Data entries:
[Start of section]
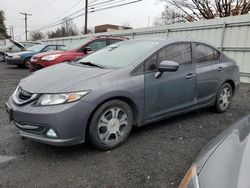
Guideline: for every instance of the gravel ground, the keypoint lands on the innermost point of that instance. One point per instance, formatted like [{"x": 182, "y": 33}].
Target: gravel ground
[{"x": 156, "y": 155}]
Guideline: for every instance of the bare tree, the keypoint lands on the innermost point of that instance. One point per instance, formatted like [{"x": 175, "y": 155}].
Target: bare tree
[
  {"x": 68, "y": 28},
  {"x": 194, "y": 10},
  {"x": 36, "y": 35}
]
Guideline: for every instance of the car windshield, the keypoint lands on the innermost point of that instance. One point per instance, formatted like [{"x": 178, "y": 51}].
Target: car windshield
[
  {"x": 36, "y": 48},
  {"x": 120, "y": 54},
  {"x": 75, "y": 44}
]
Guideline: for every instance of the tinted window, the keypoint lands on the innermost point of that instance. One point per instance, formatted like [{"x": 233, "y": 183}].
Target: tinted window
[
  {"x": 97, "y": 45},
  {"x": 205, "y": 53},
  {"x": 180, "y": 53}
]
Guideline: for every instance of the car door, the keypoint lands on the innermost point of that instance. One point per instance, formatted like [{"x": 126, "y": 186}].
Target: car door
[
  {"x": 172, "y": 91},
  {"x": 209, "y": 72}
]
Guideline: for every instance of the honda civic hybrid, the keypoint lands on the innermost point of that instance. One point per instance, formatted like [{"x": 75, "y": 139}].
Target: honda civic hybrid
[{"x": 130, "y": 83}]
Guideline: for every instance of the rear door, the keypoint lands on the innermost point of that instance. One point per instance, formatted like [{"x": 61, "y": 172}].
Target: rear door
[
  {"x": 173, "y": 91},
  {"x": 209, "y": 72}
]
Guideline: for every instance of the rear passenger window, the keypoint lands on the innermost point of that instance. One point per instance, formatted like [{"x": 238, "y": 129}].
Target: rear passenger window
[
  {"x": 180, "y": 53},
  {"x": 205, "y": 53}
]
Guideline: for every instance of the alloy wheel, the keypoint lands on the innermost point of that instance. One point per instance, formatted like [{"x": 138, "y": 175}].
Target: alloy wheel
[
  {"x": 112, "y": 125},
  {"x": 225, "y": 98}
]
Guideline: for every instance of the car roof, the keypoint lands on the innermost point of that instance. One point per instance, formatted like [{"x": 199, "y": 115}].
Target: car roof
[{"x": 168, "y": 40}]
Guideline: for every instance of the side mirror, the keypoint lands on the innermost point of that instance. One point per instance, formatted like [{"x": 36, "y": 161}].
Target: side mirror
[
  {"x": 168, "y": 66},
  {"x": 87, "y": 50}
]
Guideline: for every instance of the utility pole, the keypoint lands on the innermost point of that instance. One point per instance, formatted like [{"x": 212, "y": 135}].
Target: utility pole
[
  {"x": 25, "y": 18},
  {"x": 12, "y": 31},
  {"x": 86, "y": 17}
]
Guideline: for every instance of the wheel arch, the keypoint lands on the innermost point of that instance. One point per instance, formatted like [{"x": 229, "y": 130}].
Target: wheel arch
[
  {"x": 231, "y": 82},
  {"x": 130, "y": 102}
]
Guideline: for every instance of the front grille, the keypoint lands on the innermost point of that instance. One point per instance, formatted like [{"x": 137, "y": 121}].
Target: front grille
[
  {"x": 34, "y": 67},
  {"x": 30, "y": 128}
]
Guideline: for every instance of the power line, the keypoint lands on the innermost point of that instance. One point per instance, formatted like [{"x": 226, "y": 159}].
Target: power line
[
  {"x": 92, "y": 6},
  {"x": 59, "y": 22},
  {"x": 114, "y": 6},
  {"x": 52, "y": 21}
]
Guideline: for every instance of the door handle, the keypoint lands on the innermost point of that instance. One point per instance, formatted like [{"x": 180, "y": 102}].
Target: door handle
[
  {"x": 219, "y": 69},
  {"x": 190, "y": 75}
]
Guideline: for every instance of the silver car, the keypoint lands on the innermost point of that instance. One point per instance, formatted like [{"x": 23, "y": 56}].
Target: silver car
[
  {"x": 224, "y": 162},
  {"x": 130, "y": 83}
]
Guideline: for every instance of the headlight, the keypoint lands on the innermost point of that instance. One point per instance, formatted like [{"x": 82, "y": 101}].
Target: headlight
[
  {"x": 54, "y": 99},
  {"x": 190, "y": 180},
  {"x": 50, "y": 57},
  {"x": 16, "y": 57}
]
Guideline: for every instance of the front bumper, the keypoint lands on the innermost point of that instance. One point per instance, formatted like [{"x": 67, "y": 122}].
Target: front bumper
[End of section]
Pull out each line of the records holding the string "bumper".

**Exercise answer**
Guideline: for every instance of the front bumper, the keypoint lands on the innermost point of that instance. One point per instance, formatted like [{"x": 67, "y": 122}].
Target: front bumper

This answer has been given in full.